***** Study text *****
To complete the presentation of available R packages, it is worth mentioning venneuler and eulerr that facilitate drawing not only Venn but also Euler diagrams. While the Venn diagrams always have \(2^k\) intersections, Euler diagrams are not bounded to this restriction and can draw sets completely outside of each other (if there is no intersection between them). Euler diagrams are not suitable for QCA research, but one of their interesting features is to allow for proportional area drawing (larger sets or larger intersections appearing larger in the plot).

venn(2, ilabels = TRUE)
A simple Venn diagram with two sets

Figure 11.8: A simple Venn diagram with two sets

The complete syntax for the function venn() is presented below:

venn(x, snames = "", ilabels = FALSE, ellipse = FALSE, zcolor = "bw",
     opacity = 0.3, plotsize = 15, ilcs = 0.6, sncs = 0.85, borders = TRUE,
     box = TRUE, par = TRUE, ggplot = FALSE, ...)

There are a number of arguments to describe, one of them being already used above. ilabels stands for intersection labels, and adds a unique number to each intersection, for instance 12 means the intersection between the first and the second sets, number 1 means what is unique to the first set and number 0 means what is outside all sets. When a four set diagram is going to be drawn, the intersection of all four sets will have the number 1234.
***** Data extract *****
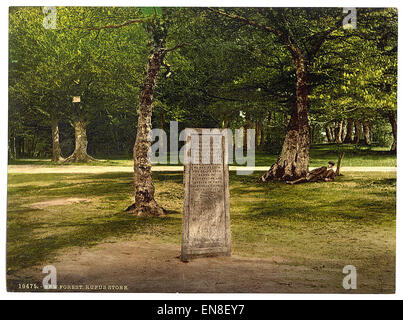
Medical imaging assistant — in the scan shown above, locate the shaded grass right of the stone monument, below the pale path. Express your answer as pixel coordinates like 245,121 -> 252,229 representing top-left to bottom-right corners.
231,173 -> 396,224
*****
Questions —
A - According to the Venn diagram text, which two R packages can draw Euler diagrams as well as Venn diagrams?
B - Extend the Venn diagram text, starting right after its last sentence.

Task results —
A - venneuler and eulerr

B -
Unlike the previous approaches to draw Venn diagrams using complicated mathematical approximations to draw (proportional) intersections between sets, the package venn employs a static approach. All intersections between all combinations of up to 7 sets are pre calculated and available with the package as a dataset containing x and y coordinates for each point that define a particular shape. This makes the drawing extremely fast, with the added advantage the predefined shapes maximize the area of each intersection to the largest extent possible.

The first argument x can be many things, but most importantly (and similar to the sibling package QCA) it can be a SOP - sum of products - expression, where intersections (conjunctions) are indicated with an asterisk “*” sign, while unions (disjunctions) are indicated with a plus “+” sign. For this reason, it should be combined with the argument snames to determine the total number of sets (and their order) to be drawn in the diagram.

Like all Venn diagrams functions, venn() can also use colors to the highlite certain intersections, and even use transparencies to show when two areas overlap (the default value of the argument opacity is 0.3, where more opacity means less transparency). An example could be the union of two sets A and B, from a universe containing 4 sets:

venn(A + B, snames = "A, B, C, D", ilabels = TRUE)
Intersection of A and B out of four sets

Figure 11.9: Intersection of A and B out of four sets

The predefined color of the union can be changed using the argument zcolor (zone color). It is less about an intersection color, but a “zone” because in the example above the union of A and B contains multiple possible unique intersections, and the entire zone is the union of all these unique shapes.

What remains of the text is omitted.